*OBJECTIVE A*.
In the text about visiting Mt. Etna, what destroyed the funicular to the summit?

*EXCERPTED TEXT*.
Distant View of Mt. Etna.

I stayed at a small, family-owned hotel in Siracusa, just outside the station. Therefore this made it an excellent location for local travel, which was accomplished using the national Ferrovia de Italia pass ticket, allowing me to board trains without further payment. Catania, some way north of Siracusa, was the second largest city in Sicily after Palermo and the starting point for the ascent to the mountain's summit. By this experience, I soon realised the incompatibility in attempting to reach the summit on foot from Catania with reaching the summit of Vesuvio from Ercolano. Instead, two regular buses a day left Catania for Refuge Sapienza, at the village of Nicoloso, well up on the mountain slope.

On this particular day the bus I was on pulled into the coach and car park at the refuge, near a building where one need to hire thick, protective mountain clothing before boarding the jeep to where I thought would be the summit. The whole experience was pricey (in those days the Italian currency was the Lira, not the Euro). There was payment for clothes hire and payment to board the jeep. At last we reached our destination - a windswept wall of black basalt on the slope of the mountain with absolutely no views - none of the crater, and none of the Sicilian panorama. Instead, thick cloud enveloped the site and I could barely see my own hand, let along beyond. Two or three jeeps full of people arrived, forming quite a crowd. But as I perceived the experience, it was a total waste of time and money.

I arrived back at the hotel feeling disappointed. Yet I was determined to get back up there. I was  wondering whether this whole tourist industry was something of a rip-off: money, money, money without getting what you pay for. Refund for a wasteful time? Their explanation would be that the fog was an act of God and therefore making them free of any responsibility.

Whether it was the very next day or two days later, I can't fully recall, but on this beautiful crisp morning I once again found myself on the bus heading towards Nicoloso. At one point of the journey, a single young man, very tall and lanky, boarded the bus, and took a seat just behind mine. Out of sight, I gave him no more thought.

As with the previous visit, I once again hired a mountain suit and boarded one of the jeeps. I was unfortunate to arrive at Etna in 1982, because the funiculare to the summit was destroyed during the 1970 eruption, along with the observatory. As I looked out of the jeep, I saw bits of metal struts lying on the black ash, the remains of the cable car. The jeep was the only way up.

*LISTED RECORDS*.
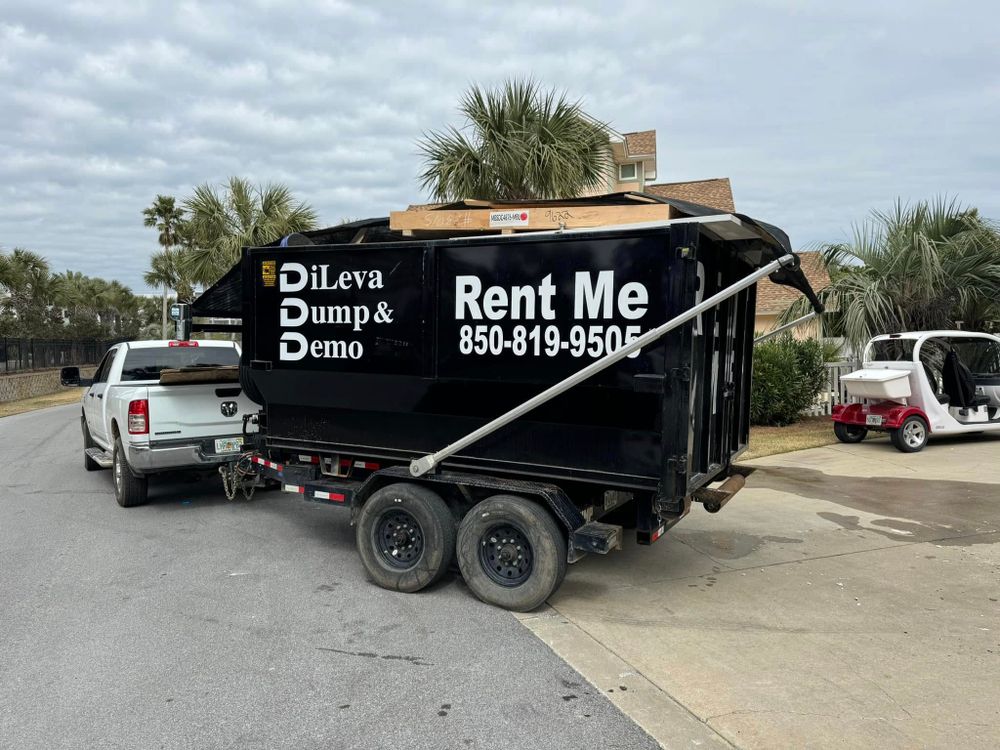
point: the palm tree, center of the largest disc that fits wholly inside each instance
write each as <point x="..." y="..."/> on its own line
<point x="28" y="289"/>
<point x="519" y="142"/>
<point x="163" y="272"/>
<point x="924" y="266"/>
<point x="167" y="218"/>
<point x="220" y="225"/>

*OBJECTIVE B*.
Rewrite the records with "palm tree" changed to "lamp post" and everything else kept the same. Leave the picture out.

*CORRECT ANSWER A*.
The 1970 eruption destroyed it, along with the observatory.

*CORRECT ANSWER B*.
point: the lamp post, center of the largest disc that fits wholly inside each instance
write each as <point x="..." y="..."/> on its own line
<point x="28" y="289"/>
<point x="519" y="142"/>
<point x="163" y="272"/>
<point x="924" y="266"/>
<point x="167" y="218"/>
<point x="220" y="225"/>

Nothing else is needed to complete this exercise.